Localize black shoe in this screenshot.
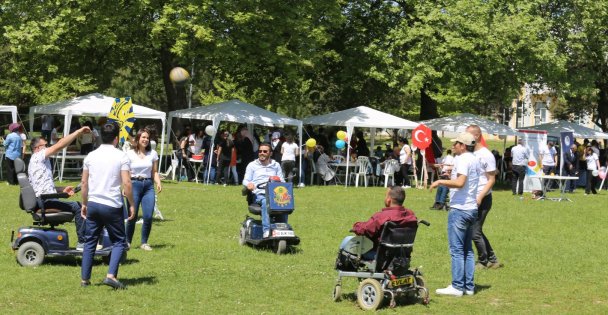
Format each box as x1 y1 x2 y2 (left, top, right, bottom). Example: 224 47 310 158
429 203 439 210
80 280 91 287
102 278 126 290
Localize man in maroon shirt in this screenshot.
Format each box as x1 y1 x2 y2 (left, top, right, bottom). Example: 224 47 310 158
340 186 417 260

* * *

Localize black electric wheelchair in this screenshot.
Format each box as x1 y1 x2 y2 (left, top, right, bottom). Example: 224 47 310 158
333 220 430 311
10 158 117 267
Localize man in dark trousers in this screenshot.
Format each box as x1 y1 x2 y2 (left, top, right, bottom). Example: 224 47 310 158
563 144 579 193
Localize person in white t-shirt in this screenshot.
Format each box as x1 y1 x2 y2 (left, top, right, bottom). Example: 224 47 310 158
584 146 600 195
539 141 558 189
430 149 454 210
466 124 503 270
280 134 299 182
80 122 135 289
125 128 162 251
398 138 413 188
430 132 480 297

| EXERCISE |
Bring together all lines from the listing that contain the word "Localize".

| OUTPUT OF THE EXERCISE |
Localize black shoe in this screenshot.
Localize man in maroon shirt in this screenshot.
Localize black electric wheelchair in this screenshot.
Localize man in dark trousers in this screenshot.
Localize person in white t-shirt in this screenshot.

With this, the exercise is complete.